+++ Selection +++
This makes detecting the issues almost random which can cause a steady stream of bugs coming in. Worse it is hard to get confidence that the state of the application is improving.
Wouldn’t it be nice if there was a way to detect these issues deterministically? That would help one identifying all existing issues and help prevent new issues from being added.
The answer is something I call the UI Thread Watchdog. Its responsibility is to detect misuse of the UI thread and complain. It has 2 approaches to achieve that.
The first way is to provide methods which components can call to validate if they are being executed on the UI thread or not. These methods are easy to implement. They just need to compare the current Thread with the Thread being used for the UI. The Dispatcher object has this information.
Using these methods is also easy, just call the watchdog right method from your code. Now one could do a brute force approach and call the watchdog from just about everywhere. But one often gets more “bang for the buck” if one picks strategic locations to “instrument”. Key places are the ones which may take a while, such as:
- Code which interacts with networking
- Code which interacts with other processes
- Code which interacts with the file system
- Code which acquires locks
- Code which makes blocking calls, like waiting on handles
- Code which interacts with the hardware
The second way the UI Thread Watchdog works is that is occasionally polls the UI thread to see if it is responsive. Implementing this isn’t as easy, but isn’t hard.
On a background thread one occasionally does an Invoke to the UI thread. Then checks to see if the invoked method gets called within a certain amount of time. If it doesn’t execute then something time consuming is using the UI thread, preventing processing of other messages.
+++
According to the watchdog text, which object knows which thread is being used for the UI? The material that follows comes from a different source than the watchdog text.
+++ Provided data +++
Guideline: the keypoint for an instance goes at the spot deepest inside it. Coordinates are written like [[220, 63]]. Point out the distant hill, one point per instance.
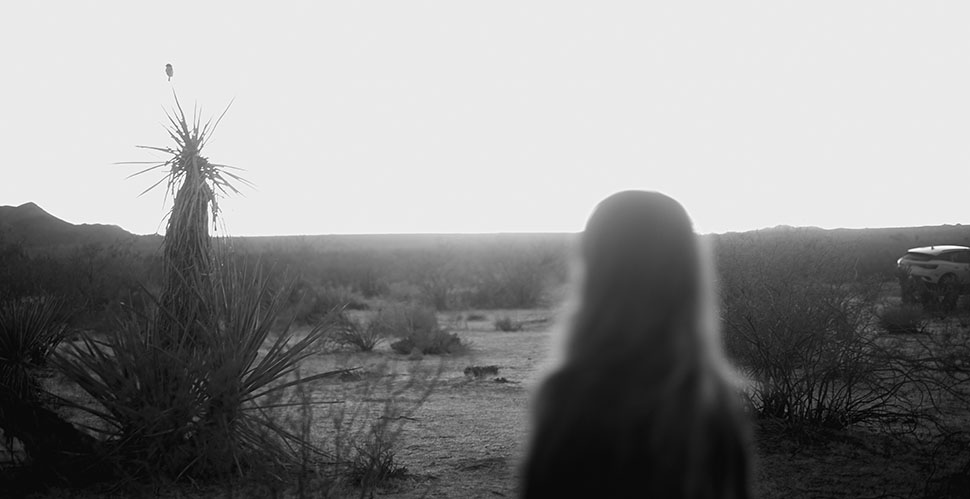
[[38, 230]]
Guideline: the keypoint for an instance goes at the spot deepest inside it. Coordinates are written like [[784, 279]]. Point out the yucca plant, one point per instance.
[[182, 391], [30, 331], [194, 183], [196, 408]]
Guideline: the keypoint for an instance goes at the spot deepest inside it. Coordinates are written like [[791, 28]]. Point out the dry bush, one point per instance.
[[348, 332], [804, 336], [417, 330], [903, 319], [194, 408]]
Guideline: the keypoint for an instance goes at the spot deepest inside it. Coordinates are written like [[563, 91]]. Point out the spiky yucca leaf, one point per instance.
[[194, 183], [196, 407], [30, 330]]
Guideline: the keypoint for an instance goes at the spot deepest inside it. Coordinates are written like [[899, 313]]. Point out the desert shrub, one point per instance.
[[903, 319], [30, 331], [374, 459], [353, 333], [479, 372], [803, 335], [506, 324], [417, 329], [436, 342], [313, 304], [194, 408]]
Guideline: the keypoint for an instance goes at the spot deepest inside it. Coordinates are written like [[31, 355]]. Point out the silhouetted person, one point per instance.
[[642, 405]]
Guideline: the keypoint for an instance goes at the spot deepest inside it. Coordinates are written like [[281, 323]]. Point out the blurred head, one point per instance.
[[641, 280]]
+++
+++ Provided data +++
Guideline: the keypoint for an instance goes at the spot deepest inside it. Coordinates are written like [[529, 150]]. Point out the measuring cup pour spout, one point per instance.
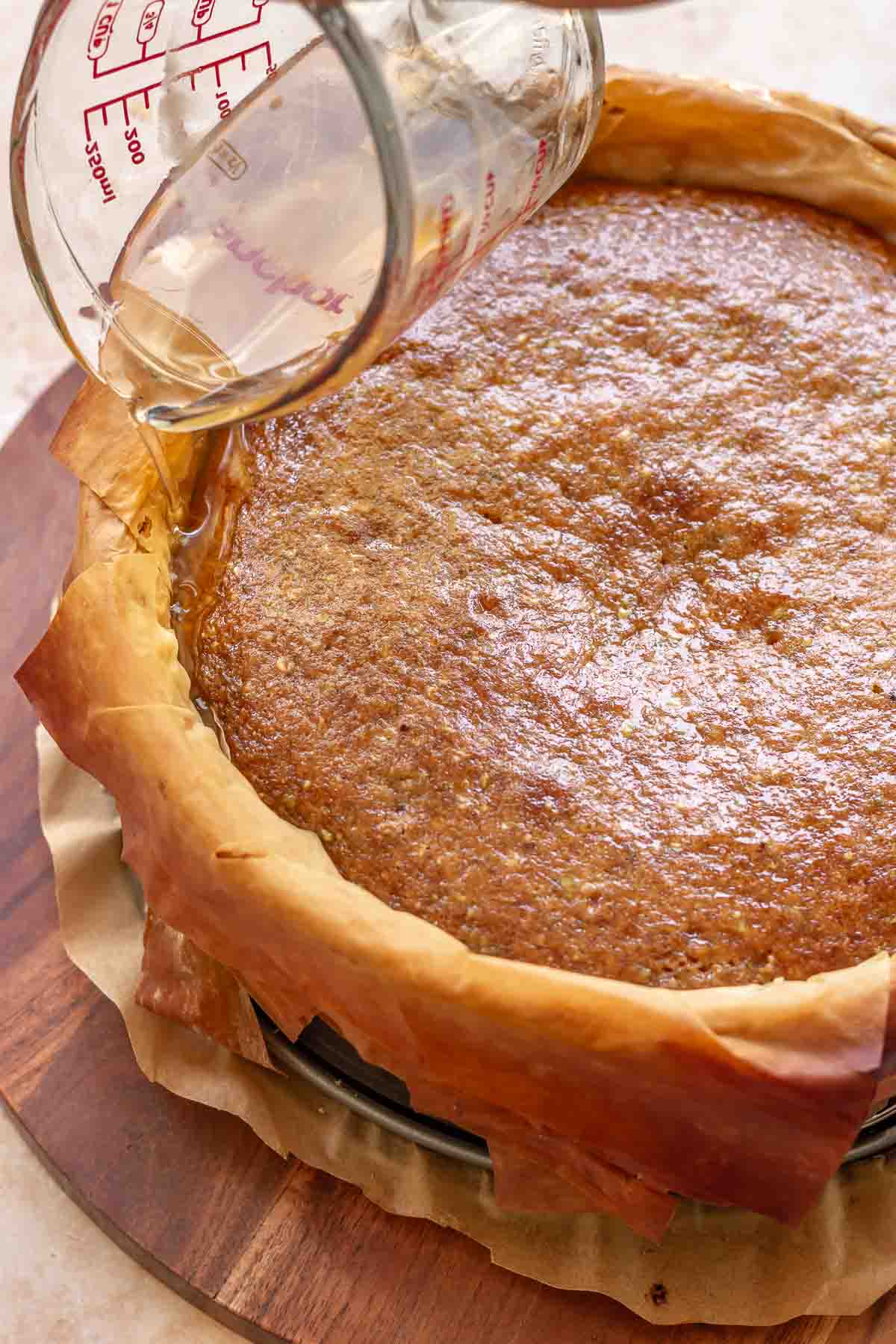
+++
**Response to the task:**
The Dispatcher object.